> Data to process
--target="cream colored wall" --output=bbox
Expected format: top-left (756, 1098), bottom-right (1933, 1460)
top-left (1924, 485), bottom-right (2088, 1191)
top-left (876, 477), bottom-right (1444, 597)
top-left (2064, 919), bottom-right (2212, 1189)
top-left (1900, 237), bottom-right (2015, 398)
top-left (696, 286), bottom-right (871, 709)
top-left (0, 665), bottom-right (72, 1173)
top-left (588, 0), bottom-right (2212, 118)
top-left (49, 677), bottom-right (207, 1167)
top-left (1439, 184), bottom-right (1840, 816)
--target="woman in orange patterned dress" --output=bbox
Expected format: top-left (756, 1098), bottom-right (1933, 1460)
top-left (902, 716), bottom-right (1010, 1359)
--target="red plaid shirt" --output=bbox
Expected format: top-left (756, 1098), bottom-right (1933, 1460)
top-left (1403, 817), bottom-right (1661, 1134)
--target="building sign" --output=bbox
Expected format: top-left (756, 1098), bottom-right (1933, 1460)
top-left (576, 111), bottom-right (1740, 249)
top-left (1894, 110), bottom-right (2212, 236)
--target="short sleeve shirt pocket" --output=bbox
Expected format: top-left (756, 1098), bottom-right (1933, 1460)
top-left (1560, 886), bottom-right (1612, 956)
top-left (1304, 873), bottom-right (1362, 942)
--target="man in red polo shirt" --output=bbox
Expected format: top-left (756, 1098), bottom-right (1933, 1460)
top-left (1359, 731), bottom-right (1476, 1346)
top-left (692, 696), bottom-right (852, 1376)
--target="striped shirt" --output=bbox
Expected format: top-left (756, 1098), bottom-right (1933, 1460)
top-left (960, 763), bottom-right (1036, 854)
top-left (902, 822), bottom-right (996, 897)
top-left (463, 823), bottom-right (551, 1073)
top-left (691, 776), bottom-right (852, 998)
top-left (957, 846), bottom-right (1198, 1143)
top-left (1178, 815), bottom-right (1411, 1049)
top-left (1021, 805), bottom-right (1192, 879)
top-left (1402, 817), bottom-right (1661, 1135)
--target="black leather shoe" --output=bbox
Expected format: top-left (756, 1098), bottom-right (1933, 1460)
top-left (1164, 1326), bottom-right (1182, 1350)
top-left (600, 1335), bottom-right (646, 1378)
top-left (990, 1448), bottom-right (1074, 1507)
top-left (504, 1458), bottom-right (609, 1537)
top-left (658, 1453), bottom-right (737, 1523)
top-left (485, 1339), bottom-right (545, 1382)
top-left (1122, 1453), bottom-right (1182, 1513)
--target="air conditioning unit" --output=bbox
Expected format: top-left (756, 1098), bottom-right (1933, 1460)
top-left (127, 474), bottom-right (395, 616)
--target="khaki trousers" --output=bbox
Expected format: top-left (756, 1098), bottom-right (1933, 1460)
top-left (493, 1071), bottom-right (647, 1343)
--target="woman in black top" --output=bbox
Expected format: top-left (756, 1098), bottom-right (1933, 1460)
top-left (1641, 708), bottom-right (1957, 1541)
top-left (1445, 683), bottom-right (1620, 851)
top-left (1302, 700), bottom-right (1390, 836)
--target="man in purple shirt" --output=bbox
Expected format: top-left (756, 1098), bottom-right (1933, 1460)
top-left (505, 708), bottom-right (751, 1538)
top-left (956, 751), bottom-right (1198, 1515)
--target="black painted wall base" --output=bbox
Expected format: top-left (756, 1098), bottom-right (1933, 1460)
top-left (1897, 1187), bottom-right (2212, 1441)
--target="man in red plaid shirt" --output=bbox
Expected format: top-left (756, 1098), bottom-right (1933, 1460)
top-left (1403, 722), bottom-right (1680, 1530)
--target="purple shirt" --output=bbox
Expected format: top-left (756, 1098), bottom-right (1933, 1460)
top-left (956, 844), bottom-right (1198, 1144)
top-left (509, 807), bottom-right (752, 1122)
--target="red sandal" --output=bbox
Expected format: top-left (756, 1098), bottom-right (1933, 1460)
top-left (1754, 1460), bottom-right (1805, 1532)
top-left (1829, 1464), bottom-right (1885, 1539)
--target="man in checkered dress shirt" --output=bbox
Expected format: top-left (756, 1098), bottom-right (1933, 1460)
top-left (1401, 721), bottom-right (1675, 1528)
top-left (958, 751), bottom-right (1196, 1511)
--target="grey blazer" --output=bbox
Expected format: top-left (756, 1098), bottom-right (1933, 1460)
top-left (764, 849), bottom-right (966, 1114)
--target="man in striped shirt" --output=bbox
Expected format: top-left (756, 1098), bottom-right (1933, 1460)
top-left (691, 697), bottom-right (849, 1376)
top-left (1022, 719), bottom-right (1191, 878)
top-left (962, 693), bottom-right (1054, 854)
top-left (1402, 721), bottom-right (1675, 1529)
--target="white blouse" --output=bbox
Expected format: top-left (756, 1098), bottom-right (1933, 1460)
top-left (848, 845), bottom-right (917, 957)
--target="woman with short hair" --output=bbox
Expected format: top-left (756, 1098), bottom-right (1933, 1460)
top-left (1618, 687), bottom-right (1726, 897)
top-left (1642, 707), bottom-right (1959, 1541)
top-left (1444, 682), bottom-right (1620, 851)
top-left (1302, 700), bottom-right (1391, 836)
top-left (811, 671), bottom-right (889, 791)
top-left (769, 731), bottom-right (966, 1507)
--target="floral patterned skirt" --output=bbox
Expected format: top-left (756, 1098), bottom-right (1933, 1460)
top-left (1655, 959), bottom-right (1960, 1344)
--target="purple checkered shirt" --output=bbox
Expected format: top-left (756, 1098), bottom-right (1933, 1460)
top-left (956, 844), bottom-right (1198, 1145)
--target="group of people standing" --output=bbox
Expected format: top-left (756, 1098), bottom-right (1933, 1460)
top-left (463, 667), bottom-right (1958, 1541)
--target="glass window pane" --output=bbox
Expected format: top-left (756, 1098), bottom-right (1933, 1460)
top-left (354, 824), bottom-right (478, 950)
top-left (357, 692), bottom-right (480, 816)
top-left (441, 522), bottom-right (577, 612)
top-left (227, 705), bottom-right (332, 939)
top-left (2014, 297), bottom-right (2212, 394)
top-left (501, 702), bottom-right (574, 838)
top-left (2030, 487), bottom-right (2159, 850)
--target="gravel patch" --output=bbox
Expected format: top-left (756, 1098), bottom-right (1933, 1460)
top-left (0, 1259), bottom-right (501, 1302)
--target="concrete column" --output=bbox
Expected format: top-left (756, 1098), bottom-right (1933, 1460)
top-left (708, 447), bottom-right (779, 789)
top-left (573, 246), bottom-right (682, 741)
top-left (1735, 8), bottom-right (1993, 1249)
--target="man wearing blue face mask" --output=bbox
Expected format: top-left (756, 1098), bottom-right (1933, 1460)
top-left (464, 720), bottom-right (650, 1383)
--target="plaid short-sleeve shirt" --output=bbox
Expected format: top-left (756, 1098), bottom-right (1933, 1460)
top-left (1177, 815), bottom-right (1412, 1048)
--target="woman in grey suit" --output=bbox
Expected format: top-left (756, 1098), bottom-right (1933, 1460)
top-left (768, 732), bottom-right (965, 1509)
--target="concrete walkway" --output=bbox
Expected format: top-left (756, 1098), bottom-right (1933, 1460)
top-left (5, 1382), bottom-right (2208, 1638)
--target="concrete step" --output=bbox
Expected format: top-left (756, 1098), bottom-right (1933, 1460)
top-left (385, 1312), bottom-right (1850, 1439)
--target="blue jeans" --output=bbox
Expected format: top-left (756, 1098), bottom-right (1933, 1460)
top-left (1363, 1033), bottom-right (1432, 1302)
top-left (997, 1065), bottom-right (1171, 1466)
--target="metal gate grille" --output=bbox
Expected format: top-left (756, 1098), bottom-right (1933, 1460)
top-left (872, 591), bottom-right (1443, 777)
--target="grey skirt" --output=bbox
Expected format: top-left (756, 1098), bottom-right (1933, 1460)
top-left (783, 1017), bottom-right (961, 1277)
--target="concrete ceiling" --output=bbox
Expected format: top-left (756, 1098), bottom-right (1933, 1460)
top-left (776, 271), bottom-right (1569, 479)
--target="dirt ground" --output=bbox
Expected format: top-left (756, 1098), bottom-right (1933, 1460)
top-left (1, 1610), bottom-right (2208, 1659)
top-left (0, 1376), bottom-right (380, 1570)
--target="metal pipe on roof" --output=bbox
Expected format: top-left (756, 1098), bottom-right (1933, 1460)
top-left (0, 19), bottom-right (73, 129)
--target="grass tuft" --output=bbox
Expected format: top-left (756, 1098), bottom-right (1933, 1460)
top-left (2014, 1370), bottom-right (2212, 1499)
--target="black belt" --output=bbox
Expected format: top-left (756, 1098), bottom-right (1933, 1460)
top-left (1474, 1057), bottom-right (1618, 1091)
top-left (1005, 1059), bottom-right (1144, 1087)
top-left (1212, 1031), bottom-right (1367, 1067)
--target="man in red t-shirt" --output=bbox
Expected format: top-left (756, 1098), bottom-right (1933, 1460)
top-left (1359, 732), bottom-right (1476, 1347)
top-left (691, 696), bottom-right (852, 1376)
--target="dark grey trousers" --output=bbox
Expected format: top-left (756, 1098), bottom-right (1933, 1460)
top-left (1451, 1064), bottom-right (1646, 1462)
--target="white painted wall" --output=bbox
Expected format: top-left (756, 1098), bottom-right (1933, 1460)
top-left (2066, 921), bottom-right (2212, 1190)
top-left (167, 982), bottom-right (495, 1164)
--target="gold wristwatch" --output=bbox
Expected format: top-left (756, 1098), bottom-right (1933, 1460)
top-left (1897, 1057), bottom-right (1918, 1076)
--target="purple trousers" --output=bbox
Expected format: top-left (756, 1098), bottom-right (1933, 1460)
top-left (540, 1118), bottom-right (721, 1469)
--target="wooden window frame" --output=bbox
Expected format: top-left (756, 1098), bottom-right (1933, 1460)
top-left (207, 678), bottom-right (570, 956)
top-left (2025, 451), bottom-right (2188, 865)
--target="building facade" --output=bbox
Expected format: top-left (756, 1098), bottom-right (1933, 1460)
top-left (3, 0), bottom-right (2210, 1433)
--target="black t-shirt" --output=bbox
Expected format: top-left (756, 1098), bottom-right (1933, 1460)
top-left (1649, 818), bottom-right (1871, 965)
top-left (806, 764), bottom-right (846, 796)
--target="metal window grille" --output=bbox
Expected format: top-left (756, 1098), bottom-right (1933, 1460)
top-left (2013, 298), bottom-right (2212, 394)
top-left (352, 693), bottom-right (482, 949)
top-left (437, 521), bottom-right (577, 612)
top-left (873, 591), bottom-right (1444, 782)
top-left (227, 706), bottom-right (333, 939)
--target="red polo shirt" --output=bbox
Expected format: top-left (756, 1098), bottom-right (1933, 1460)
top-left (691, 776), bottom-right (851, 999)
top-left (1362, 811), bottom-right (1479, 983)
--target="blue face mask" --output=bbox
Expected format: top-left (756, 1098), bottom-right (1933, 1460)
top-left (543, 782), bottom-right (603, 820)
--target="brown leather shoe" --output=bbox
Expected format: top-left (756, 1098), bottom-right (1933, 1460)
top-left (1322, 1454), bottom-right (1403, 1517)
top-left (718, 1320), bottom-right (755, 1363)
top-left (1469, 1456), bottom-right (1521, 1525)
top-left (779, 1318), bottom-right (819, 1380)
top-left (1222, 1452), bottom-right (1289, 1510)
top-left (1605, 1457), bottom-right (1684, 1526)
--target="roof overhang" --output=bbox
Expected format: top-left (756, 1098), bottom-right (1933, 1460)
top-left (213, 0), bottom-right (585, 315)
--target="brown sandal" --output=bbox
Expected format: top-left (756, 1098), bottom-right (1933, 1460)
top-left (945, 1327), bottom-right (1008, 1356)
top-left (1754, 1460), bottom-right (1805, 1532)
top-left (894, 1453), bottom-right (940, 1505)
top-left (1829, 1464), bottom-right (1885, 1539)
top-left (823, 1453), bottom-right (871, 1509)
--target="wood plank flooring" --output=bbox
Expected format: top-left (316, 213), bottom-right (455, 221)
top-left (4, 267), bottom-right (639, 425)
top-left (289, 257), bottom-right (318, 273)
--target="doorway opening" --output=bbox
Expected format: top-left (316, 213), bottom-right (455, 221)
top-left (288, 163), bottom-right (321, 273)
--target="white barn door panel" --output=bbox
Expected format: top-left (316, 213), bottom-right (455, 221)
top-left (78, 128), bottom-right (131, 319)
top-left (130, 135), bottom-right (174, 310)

> The problem
The word "white" appears in how many lines of the records? Give the number only.

> Your response
3